**Excerpts of annotation records:**
────────────────────
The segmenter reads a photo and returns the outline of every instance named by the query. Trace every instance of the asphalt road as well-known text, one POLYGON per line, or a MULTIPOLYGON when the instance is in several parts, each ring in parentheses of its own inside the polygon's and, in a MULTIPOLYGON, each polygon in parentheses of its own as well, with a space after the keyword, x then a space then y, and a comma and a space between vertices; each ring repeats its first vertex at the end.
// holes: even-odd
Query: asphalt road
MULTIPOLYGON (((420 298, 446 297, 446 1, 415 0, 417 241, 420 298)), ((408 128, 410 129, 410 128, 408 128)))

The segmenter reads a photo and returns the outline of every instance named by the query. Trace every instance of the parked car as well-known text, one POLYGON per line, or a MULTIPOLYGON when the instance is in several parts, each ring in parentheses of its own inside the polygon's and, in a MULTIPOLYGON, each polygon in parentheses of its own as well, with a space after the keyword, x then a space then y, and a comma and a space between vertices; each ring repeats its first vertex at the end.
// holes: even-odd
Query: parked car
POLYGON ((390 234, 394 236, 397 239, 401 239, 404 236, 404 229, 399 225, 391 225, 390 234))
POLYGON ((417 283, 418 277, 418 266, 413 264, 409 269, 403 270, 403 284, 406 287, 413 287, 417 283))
────────────────────
**TO DO:**
Lay out every line of the records above as a numbered list, leaving out the blank lines.

**RESULT FOR THIS TASK:**
1. The segmenter reads a photo and returns the outline of every instance named by the query. Trace every instance of the asphalt road as well-known text, one POLYGON per line, or a MULTIPOLYGON when the instance is in several parts, each ring in parentheses of its own inside the polygon's and, in a MULTIPOLYGON, each polygon in parentheses of its own as well, with a space after the keyword, x then a space then y, and a comma and a space between vertices; each ring repeats its first vertex at the end.
2. // holes: even-odd
3. Query: asphalt road
4. MULTIPOLYGON (((420 298, 446 297, 446 1, 415 0, 417 241, 420 298)), ((408 128, 410 129, 410 128, 408 128)))
5. The segmenter reads a photo and returns the outline of every instance named by the query. Trace every instance of the parked car as well-known text, one POLYGON per line, or a MULTIPOLYGON when the instance is in several parts, each ring in parentheses of its own inside the polygon's and, in a MULTIPOLYGON, each polygon in parentheses of its own as well, with a space after the keyword, x then a space then y, and a comma and a space between vertices; each ring repeats its first vertex at the end.
6. // holes: even-odd
7. Query: parked car
8. POLYGON ((390 234, 394 236, 397 239, 401 239, 404 236, 404 229, 399 225, 391 225, 390 234))
9. POLYGON ((417 283, 418 277, 418 266, 413 264, 409 269, 403 270, 403 284, 406 287, 413 287, 417 283))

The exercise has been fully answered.